ESTRATTO DEL DOCUMENTO:
□ □ □ □ □ □ □
Difficile in queste condizioni che gli italiani
riscoprano la legalità. Quel che scorgono è una lotta tra
boss che si minacciano, si ricattano. Le parole di Rossi nell’editoriale di
FareFuturo sulla vergogna
perdono peso: la testa s’alza o s’abbassa, a seconda. Si vota per le
intercettazioni a Cosentino, e
intanto si preparano scudi immunitari. Si celebrano i veri eroi Borsellino e
Falcone, e non si protesta
per l’indegno silenzio del premier sull’assassinio camorristico del
sindaco Vassallo a Pollica.
Gli italiani sono meno colpevoli di quanto si creda. Nei sondaggi non vengono
mai rivolte giuste
domande (per esempio: approvate il politico tutelato se delinque?). Mal
informati, mal interrogati,
mal trattati, per forza hanno idee torbide sulla legge. Oggi non vedono
battaglie per una democrazia
pulita. Vedono, per tornare alle parole di Colombo, che la «società del ricatto»
□ □ □ □ □ □ □
DATI FORNITI:
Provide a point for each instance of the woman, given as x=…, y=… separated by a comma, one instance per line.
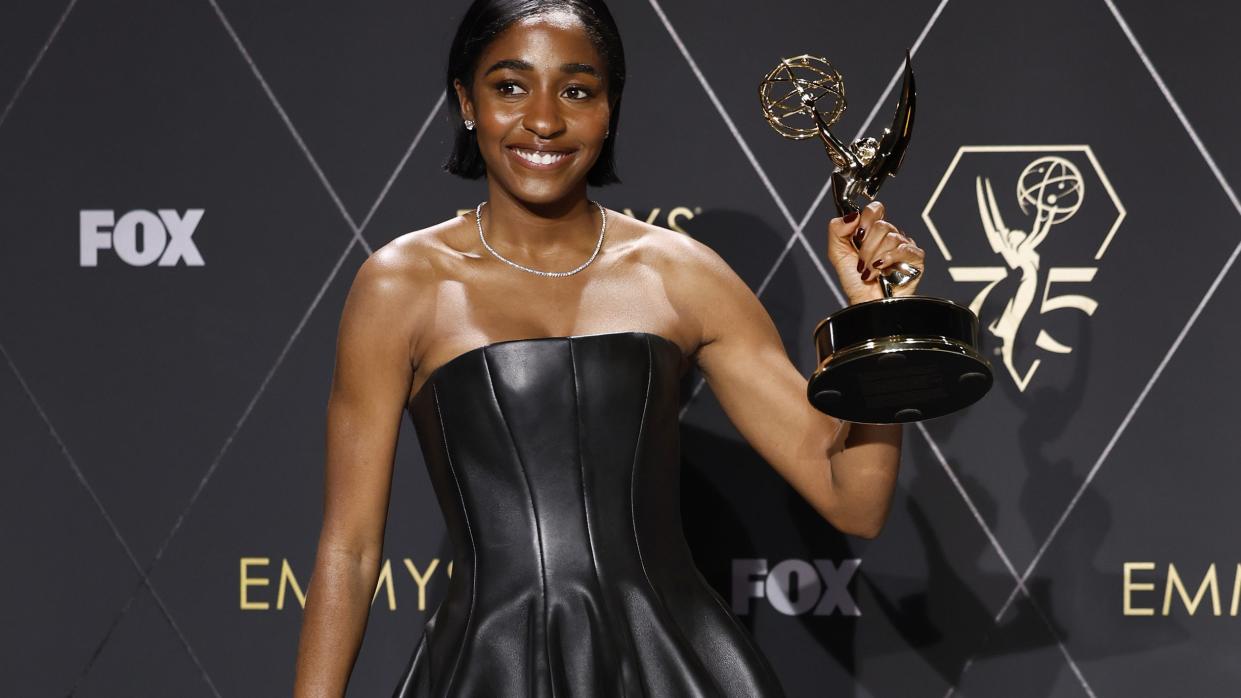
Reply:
x=537, y=344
□ □ □ □ □ □ □
ISTRUZIONI:
**1.** Quali cognomi di persone compaiono nel testo sulla legalità?
**2.** Prosegui il testo sulla legalità da dove si interrompe.

RISPOSTE:
**1.** Rossi, Cosentino, Borsellino, Falcone, Vassallo, Colombo

**2.**
dilaga. Che «la
giustizia è l’unica sede nella quale si pensa che debbano essere accertate le
responsabilità. Oggi,
chiunque dica al mattino una cosa e la sera il contrario, è irresponsabile di
entrambe le
dichiarazioni». Molti stanno firmando una lettera di Giuseppe D’Avanzo al
premier, in cui gli si chiede di
rinunciare esemplarmente allo scudo. Non stupisce che i firmatari siano oltre
105.000. Stupisce che
non siano di più: vuol dire che sono ancora tanti, i legalitari che si nutrono
di vento.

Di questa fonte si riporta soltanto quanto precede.